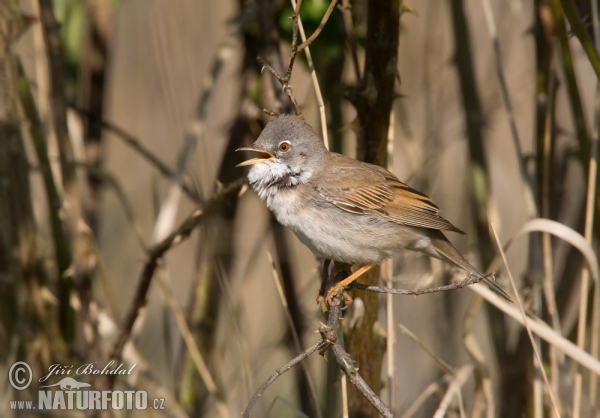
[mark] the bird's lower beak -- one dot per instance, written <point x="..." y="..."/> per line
<point x="262" y="156"/>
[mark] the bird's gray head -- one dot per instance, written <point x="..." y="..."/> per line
<point x="289" y="153"/>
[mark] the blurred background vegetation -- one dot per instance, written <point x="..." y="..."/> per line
<point x="119" y="118"/>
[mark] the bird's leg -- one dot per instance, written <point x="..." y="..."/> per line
<point x="332" y="272"/>
<point x="343" y="283"/>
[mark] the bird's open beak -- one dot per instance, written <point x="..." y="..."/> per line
<point x="262" y="156"/>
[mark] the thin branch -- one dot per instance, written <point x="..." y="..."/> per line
<point x="347" y="365"/>
<point x="416" y="292"/>
<point x="329" y="337"/>
<point x="524" y="317"/>
<point x="157" y="252"/>
<point x="345" y="7"/>
<point x="294" y="331"/>
<point x="286" y="367"/>
<point x="320" y="28"/>
<point x="578" y="28"/>
<point x="193" y="349"/>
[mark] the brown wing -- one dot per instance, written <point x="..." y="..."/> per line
<point x="372" y="189"/>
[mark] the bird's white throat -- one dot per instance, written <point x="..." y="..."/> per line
<point x="271" y="176"/>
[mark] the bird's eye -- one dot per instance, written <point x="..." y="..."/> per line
<point x="284" y="146"/>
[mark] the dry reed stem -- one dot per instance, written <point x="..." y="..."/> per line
<point x="420" y="400"/>
<point x="345" y="7"/>
<point x="460" y="377"/>
<point x="157" y="252"/>
<point x="445" y="367"/>
<point x="294" y="331"/>
<point x="195" y="354"/>
<point x="524" y="317"/>
<point x="313" y="77"/>
<point x="483" y="381"/>
<point x="595" y="332"/>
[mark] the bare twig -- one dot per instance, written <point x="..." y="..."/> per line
<point x="524" y="317"/>
<point x="345" y="7"/>
<point x="137" y="146"/>
<point x="294" y="331"/>
<point x="320" y="28"/>
<point x="453" y="286"/>
<point x="460" y="378"/>
<point x="286" y="367"/>
<point x="329" y="336"/>
<point x="157" y="252"/>
<point x="315" y="82"/>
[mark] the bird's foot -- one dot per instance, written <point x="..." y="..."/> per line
<point x="339" y="286"/>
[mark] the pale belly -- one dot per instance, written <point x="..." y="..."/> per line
<point x="342" y="236"/>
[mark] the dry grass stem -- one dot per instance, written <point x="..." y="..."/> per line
<point x="294" y="331"/>
<point x="315" y="81"/>
<point x="460" y="378"/>
<point x="524" y="317"/>
<point x="445" y="367"/>
<point x="195" y="354"/>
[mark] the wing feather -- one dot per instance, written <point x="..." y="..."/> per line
<point x="375" y="190"/>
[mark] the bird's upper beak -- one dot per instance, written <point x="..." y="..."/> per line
<point x="262" y="156"/>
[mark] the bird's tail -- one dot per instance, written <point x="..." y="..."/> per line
<point x="448" y="253"/>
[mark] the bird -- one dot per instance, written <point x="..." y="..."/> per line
<point x="343" y="209"/>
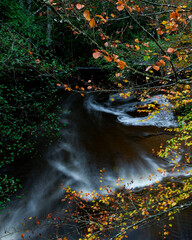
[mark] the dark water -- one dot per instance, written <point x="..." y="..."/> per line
<point x="100" y="133"/>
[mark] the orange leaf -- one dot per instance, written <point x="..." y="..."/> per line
<point x="108" y="58"/>
<point x="80" y="6"/>
<point x="158" y="63"/>
<point x="92" y="23"/>
<point x="161" y="61"/>
<point x="156" y="68"/>
<point x="120" y="7"/>
<point x="96" y="54"/>
<point x="102" y="18"/>
<point x="147" y="69"/>
<point x="137" y="47"/>
<point x="171" y="50"/>
<point x="137" y="40"/>
<point x="168" y="58"/>
<point x="130" y="9"/>
<point x="86" y="15"/>
<point x="121" y="64"/>
<point x="37" y="61"/>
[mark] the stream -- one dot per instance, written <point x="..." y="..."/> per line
<point x="101" y="132"/>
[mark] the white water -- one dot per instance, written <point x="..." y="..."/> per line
<point x="72" y="163"/>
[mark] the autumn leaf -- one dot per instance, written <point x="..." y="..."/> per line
<point x="130" y="9"/>
<point x="80" y="6"/>
<point x="158" y="63"/>
<point x="92" y="23"/>
<point x="137" y="40"/>
<point x="117" y="74"/>
<point x="121" y="64"/>
<point x="171" y="50"/>
<point x="108" y="58"/>
<point x="156" y="68"/>
<point x="86" y="15"/>
<point x="147" y="69"/>
<point x="137" y="47"/>
<point x="162" y="62"/>
<point x="96" y="54"/>
<point x="37" y="61"/>
<point x="102" y="18"/>
<point x="168" y="58"/>
<point x="120" y="7"/>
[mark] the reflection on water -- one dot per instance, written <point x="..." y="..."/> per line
<point x="98" y="134"/>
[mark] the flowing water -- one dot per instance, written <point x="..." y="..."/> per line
<point x="101" y="132"/>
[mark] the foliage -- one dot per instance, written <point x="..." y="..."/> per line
<point x="28" y="95"/>
<point x="163" y="65"/>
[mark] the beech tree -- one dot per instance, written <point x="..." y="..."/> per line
<point x="164" y="66"/>
<point x="161" y="57"/>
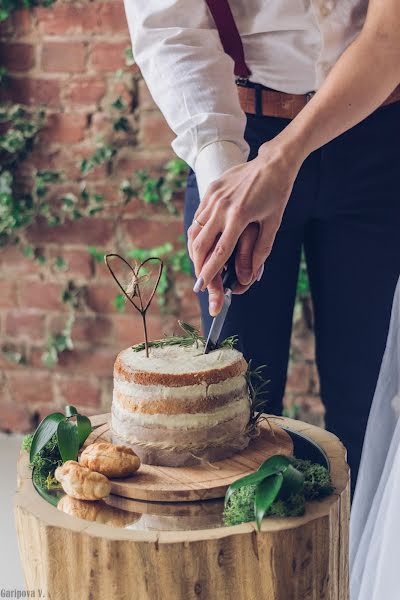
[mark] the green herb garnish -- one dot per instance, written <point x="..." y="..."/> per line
<point x="240" y="506"/>
<point x="56" y="440"/>
<point x="192" y="338"/>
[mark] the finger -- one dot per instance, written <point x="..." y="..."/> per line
<point x="198" y="224"/>
<point x="263" y="245"/>
<point x="244" y="254"/>
<point x="221" y="253"/>
<point x="215" y="295"/>
<point x="207" y="199"/>
<point x="204" y="243"/>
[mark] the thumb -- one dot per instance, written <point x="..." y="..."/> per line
<point x="215" y="295"/>
<point x="263" y="245"/>
<point x="244" y="253"/>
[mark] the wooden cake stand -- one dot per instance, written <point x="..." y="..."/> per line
<point x="116" y="555"/>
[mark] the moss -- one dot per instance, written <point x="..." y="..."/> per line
<point x="317" y="484"/>
<point x="317" y="481"/>
<point x="45" y="462"/>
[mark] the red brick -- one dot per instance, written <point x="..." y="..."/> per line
<point x="18" y="24"/>
<point x="30" y="387"/>
<point x="99" y="17"/>
<point x="78" y="391"/>
<point x="89" y="230"/>
<point x="129" y="327"/>
<point x="66" y="128"/>
<point x="92" y="330"/>
<point x="131" y="159"/>
<point x="25" y="324"/>
<point x="63" y="57"/>
<point x="89" y="90"/>
<point x="100" y="296"/>
<point x="17" y="56"/>
<point x="145" y="233"/>
<point x="40" y="294"/>
<point x="32" y="91"/>
<point x="107" y="57"/>
<point x="80" y="263"/>
<point x="15" y="418"/>
<point x="13" y="263"/>
<point x="8" y="296"/>
<point x="96" y="361"/>
<point x="154" y="130"/>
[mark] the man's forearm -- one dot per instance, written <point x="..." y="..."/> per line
<point x="364" y="76"/>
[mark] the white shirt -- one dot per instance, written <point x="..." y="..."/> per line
<point x="289" y="45"/>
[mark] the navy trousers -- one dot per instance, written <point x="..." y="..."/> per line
<point x="345" y="212"/>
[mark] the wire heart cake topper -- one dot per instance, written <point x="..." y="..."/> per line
<point x="133" y="291"/>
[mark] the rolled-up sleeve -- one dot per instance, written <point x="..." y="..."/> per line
<point x="177" y="47"/>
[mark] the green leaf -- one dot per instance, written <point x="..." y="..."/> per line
<point x="119" y="302"/>
<point x="84" y="428"/>
<point x="44" y="432"/>
<point x="97" y="254"/>
<point x="70" y="410"/>
<point x="266" y="492"/>
<point x="274" y="465"/>
<point x="293" y="482"/>
<point x="68" y="441"/>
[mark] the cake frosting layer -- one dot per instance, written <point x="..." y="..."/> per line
<point x="196" y="398"/>
<point x="176" y="366"/>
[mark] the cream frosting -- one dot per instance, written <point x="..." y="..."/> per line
<point x="191" y="392"/>
<point x="178" y="359"/>
<point x="123" y="420"/>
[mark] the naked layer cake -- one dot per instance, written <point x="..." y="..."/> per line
<point x="179" y="406"/>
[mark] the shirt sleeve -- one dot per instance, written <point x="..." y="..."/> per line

Problem - Only the lines from the one containing "[mark] the naked" through the last line of the records belong in the answer, each written out exactly.

Expected output -
[mark] the naked layer cake -- one dot per instance, written <point x="..." y="..."/> per line
<point x="179" y="406"/>
[mark] the shirt sleeve -- one dot per instance, written <point x="..." y="..."/> per line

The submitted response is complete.